• _Exercise aim_: Format the lines of the items starting at the line containing "TARGET = white shirt" and ending at the final line of the items as a JSON list of strings, one string per line. Leave out blank lines.
_ _ _
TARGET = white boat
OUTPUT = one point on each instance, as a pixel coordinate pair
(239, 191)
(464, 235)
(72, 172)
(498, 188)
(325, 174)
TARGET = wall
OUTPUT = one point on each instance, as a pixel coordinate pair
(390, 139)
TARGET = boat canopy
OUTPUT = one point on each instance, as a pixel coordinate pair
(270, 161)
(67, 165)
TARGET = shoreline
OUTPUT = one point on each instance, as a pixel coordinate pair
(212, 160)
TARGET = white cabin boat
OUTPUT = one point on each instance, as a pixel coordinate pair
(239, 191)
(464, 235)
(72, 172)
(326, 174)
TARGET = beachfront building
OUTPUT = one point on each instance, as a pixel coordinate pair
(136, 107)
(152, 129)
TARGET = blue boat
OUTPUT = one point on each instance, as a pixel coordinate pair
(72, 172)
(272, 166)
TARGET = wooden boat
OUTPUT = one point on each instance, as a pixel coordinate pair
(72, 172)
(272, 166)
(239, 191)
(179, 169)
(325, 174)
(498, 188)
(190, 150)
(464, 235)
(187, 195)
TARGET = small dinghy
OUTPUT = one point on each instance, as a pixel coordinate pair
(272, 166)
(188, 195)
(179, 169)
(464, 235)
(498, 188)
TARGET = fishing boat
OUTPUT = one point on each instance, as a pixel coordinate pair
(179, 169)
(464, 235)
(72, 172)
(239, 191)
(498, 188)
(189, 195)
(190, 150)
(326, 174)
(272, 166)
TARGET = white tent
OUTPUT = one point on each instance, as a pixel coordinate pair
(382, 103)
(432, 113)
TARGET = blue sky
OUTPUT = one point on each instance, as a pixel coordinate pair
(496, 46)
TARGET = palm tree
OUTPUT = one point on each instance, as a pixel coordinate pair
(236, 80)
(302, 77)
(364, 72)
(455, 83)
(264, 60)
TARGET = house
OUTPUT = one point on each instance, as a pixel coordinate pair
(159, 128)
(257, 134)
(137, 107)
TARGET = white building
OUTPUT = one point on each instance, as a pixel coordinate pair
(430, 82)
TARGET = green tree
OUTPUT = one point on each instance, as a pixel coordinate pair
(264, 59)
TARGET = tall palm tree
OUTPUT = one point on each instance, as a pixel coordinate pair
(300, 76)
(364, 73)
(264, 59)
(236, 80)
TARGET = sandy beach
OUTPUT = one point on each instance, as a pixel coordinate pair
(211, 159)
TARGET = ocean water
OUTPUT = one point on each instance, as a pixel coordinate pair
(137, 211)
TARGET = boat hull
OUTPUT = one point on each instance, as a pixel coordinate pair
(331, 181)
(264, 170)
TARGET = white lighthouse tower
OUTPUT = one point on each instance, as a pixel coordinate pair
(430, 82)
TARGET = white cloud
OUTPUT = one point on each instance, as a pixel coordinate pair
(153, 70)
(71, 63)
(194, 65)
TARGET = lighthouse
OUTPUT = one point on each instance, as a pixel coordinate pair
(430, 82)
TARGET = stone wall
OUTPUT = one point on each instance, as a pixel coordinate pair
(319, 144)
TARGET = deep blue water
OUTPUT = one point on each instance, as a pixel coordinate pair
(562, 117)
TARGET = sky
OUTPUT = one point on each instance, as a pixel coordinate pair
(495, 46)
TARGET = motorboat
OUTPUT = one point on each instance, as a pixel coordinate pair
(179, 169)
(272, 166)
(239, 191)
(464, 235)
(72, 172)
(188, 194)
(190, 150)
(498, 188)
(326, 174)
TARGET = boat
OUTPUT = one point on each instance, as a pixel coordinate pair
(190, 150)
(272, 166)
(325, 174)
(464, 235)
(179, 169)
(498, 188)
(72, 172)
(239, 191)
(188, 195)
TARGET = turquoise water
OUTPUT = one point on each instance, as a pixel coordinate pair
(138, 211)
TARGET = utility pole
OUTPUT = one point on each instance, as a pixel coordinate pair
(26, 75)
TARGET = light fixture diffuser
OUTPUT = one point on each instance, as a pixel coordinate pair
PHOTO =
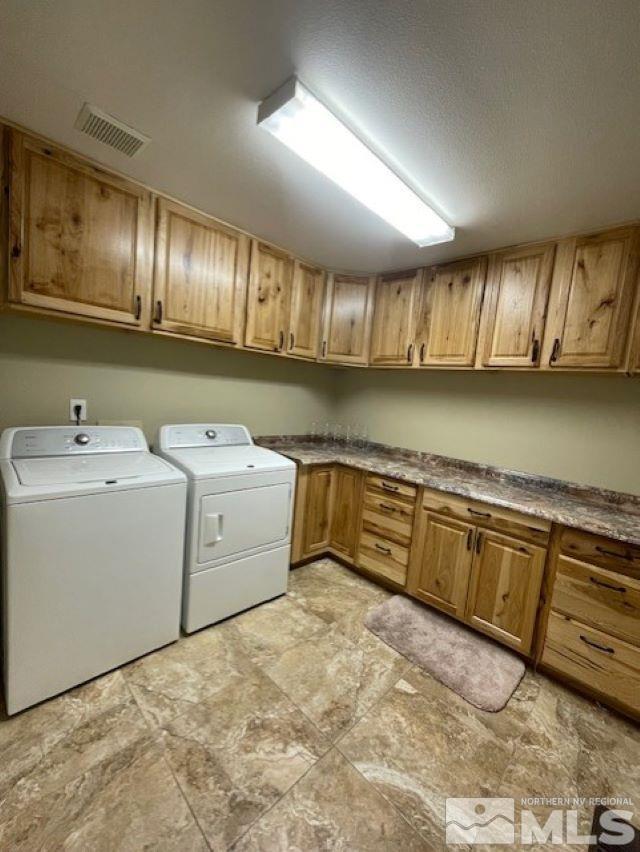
(299, 120)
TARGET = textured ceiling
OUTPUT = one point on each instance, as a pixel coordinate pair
(518, 119)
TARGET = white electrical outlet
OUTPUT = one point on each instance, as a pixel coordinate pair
(72, 409)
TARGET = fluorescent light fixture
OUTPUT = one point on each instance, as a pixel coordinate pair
(298, 119)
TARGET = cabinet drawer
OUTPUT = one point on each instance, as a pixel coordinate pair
(485, 515)
(387, 527)
(399, 490)
(383, 557)
(606, 552)
(601, 662)
(605, 599)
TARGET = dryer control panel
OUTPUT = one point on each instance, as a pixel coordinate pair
(44, 441)
(183, 435)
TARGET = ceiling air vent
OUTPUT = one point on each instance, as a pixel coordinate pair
(105, 128)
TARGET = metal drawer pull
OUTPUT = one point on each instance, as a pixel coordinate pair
(605, 552)
(596, 646)
(479, 514)
(613, 588)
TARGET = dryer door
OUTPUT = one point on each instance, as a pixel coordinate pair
(233, 523)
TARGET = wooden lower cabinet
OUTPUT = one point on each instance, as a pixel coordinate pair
(441, 562)
(347, 497)
(504, 591)
(318, 510)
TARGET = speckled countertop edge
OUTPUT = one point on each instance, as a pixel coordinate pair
(597, 510)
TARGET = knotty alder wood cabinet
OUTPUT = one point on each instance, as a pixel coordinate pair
(515, 305)
(268, 297)
(81, 238)
(481, 565)
(200, 275)
(592, 635)
(593, 289)
(348, 309)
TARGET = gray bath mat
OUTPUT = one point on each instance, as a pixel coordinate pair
(478, 669)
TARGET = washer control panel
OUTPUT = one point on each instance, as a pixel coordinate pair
(68, 441)
(204, 435)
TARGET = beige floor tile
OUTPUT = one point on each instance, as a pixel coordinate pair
(268, 630)
(332, 592)
(47, 746)
(332, 808)
(237, 753)
(127, 803)
(332, 680)
(170, 681)
(422, 743)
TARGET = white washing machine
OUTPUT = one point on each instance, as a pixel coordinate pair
(92, 550)
(239, 517)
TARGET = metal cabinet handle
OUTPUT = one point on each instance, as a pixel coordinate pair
(535, 350)
(479, 514)
(598, 647)
(605, 552)
(609, 586)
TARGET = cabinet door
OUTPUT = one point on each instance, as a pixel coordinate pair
(268, 297)
(450, 314)
(347, 319)
(441, 562)
(505, 588)
(318, 510)
(347, 496)
(200, 275)
(393, 329)
(306, 310)
(81, 238)
(591, 297)
(514, 308)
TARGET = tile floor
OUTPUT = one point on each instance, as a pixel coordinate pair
(291, 727)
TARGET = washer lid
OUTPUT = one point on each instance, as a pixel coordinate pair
(204, 462)
(67, 470)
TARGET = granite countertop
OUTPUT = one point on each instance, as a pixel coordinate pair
(597, 510)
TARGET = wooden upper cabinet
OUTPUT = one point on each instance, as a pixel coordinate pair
(268, 297)
(441, 562)
(81, 237)
(514, 307)
(591, 298)
(396, 297)
(307, 292)
(200, 275)
(450, 314)
(505, 588)
(347, 319)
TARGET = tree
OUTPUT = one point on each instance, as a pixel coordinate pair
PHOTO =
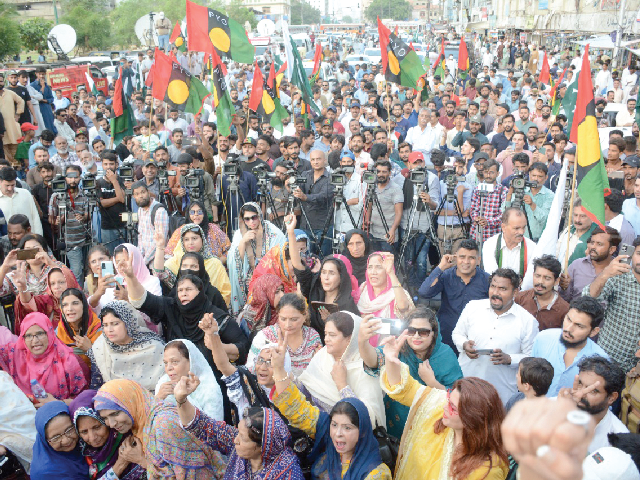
(34, 32)
(9, 31)
(396, 10)
(302, 13)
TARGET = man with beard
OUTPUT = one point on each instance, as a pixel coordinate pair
(74, 232)
(566, 346)
(596, 388)
(148, 206)
(601, 247)
(494, 334)
(509, 248)
(542, 301)
(619, 286)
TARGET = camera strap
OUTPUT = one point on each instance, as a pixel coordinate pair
(523, 255)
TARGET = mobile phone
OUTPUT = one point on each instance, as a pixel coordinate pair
(27, 253)
(628, 250)
(389, 326)
(107, 268)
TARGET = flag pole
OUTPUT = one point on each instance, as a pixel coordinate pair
(569, 220)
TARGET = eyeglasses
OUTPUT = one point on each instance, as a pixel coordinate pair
(423, 332)
(30, 337)
(70, 433)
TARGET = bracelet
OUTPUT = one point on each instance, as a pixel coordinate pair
(281, 379)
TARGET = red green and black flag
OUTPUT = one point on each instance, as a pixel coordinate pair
(123, 119)
(177, 38)
(591, 174)
(176, 86)
(264, 100)
(401, 64)
(210, 30)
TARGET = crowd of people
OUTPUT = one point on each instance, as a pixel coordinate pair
(337, 299)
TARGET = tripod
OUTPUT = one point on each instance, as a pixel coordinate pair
(450, 197)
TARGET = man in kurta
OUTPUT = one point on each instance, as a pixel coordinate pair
(11, 107)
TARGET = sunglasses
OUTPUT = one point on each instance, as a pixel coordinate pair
(423, 332)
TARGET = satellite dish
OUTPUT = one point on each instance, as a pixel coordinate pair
(266, 27)
(145, 30)
(61, 39)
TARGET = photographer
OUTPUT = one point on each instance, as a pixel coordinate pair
(74, 232)
(536, 198)
(429, 197)
(316, 195)
(111, 195)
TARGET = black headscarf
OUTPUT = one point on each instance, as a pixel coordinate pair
(359, 265)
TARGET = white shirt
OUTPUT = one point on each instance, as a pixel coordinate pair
(609, 424)
(21, 202)
(510, 257)
(513, 332)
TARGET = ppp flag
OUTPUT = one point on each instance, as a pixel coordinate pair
(210, 30)
(176, 86)
(400, 63)
(591, 178)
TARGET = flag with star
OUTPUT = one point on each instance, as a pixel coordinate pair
(401, 64)
(176, 86)
(210, 30)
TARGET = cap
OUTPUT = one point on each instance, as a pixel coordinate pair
(415, 156)
(26, 127)
(632, 161)
(611, 464)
_ _ _
• _Solution_:
[
  "TARGET = white shirt",
  "OUTPUT = one point on each instance, as a pixel coordinate pair",
  "(609, 424)",
  "(21, 202)",
  "(510, 257)",
  "(513, 332)",
  "TARGET = ppp flag",
  "OUTPUT = one point on each instance, as a pixel coordinate pair",
  "(210, 30)",
  "(176, 86)",
  "(400, 63)",
  "(591, 178)",
  "TARGET = flag with star",
  "OUTPUT = one point on each instance, as a pixel coordinate pair",
  "(401, 64)",
  "(176, 86)",
  "(210, 30)",
  "TARGET = cap",
  "OUTPUT = one point on each instance, as a pixel coordinate pair",
  "(415, 156)",
  "(26, 127)",
  "(632, 161)",
  "(611, 464)"
]